**Aim of the task**. Rewrite the lines that start at the one containing "Where can the wind" and run through the end of the material, changing every "chimney" to "smokestack" and leaving everything else unchanged.

**Stored records**.
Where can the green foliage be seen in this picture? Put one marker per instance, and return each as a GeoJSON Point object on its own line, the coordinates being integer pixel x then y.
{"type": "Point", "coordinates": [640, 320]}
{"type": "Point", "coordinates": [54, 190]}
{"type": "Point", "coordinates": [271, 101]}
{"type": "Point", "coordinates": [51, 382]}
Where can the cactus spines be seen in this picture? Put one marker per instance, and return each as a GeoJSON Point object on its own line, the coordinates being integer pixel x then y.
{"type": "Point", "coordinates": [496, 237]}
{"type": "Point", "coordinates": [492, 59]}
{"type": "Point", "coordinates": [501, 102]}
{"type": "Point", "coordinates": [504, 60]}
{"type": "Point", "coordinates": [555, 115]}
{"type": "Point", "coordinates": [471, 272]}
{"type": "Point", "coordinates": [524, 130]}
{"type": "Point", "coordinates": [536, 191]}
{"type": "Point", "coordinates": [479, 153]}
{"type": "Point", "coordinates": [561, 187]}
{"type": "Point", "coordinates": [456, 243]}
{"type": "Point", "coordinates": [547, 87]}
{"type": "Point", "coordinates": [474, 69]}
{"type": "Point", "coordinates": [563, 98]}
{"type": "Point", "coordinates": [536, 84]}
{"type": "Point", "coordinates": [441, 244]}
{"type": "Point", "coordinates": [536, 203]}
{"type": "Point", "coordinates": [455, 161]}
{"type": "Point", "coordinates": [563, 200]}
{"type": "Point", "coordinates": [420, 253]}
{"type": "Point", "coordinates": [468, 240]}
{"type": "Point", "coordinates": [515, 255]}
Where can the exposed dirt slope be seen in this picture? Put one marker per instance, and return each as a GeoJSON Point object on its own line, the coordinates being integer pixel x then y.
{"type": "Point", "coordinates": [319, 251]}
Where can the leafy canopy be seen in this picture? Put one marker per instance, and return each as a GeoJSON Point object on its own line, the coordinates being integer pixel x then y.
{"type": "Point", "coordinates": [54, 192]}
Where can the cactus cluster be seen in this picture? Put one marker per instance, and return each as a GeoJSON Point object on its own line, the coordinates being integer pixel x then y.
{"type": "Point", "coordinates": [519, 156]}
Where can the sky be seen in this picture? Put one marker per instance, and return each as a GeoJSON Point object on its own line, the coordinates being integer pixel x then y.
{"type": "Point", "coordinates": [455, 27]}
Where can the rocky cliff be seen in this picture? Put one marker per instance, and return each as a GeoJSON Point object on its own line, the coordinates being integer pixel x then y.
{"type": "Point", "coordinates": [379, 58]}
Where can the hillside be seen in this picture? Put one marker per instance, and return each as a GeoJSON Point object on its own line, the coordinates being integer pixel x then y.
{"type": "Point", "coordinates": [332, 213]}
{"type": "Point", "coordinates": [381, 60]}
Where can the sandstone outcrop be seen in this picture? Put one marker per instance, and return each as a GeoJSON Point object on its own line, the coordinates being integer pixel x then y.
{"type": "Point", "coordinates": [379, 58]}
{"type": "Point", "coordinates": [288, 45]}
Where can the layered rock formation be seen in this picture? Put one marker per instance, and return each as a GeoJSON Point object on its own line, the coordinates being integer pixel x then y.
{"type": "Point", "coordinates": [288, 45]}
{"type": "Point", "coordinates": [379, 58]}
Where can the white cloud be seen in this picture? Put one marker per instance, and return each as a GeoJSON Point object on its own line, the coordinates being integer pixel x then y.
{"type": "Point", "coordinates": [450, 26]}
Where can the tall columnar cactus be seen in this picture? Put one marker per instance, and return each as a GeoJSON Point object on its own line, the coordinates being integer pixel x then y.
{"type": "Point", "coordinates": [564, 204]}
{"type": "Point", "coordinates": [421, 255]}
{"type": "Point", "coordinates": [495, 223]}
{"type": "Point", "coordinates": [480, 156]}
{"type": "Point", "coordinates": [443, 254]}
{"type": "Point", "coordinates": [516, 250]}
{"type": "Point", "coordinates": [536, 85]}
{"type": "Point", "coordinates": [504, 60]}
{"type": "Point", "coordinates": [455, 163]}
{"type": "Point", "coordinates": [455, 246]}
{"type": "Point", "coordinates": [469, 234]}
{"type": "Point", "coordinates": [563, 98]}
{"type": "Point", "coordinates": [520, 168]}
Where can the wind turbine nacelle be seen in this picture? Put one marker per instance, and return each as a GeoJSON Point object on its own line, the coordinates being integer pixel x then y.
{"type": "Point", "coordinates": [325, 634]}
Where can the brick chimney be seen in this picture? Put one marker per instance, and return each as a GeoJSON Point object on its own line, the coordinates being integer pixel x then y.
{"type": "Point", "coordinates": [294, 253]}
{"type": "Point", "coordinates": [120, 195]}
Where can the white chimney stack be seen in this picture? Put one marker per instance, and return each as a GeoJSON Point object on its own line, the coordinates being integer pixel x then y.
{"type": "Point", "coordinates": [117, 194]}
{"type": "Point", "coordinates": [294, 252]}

**Written reply**.
Where can the wind turbine nacelle be seen in this picture? Put one marker per instance, and return each as a GeoJSON Point object on its own line, the coordinates being integer pixel x then y.
{"type": "Point", "coordinates": [325, 634]}
Where can the brick smokestack be seen in this picture? Put one marker per instance, and return each as a GeoJSON Point object on its own line, the coordinates being integer pixel x then y.
{"type": "Point", "coordinates": [294, 253]}
{"type": "Point", "coordinates": [120, 195]}
Where can the white smokestack stack be seen in this picture? Put one marker per instance, and return each as a GeoJSON Point object on its own line, the coordinates being integer pixel x then y.
{"type": "Point", "coordinates": [117, 194]}
{"type": "Point", "coordinates": [294, 252]}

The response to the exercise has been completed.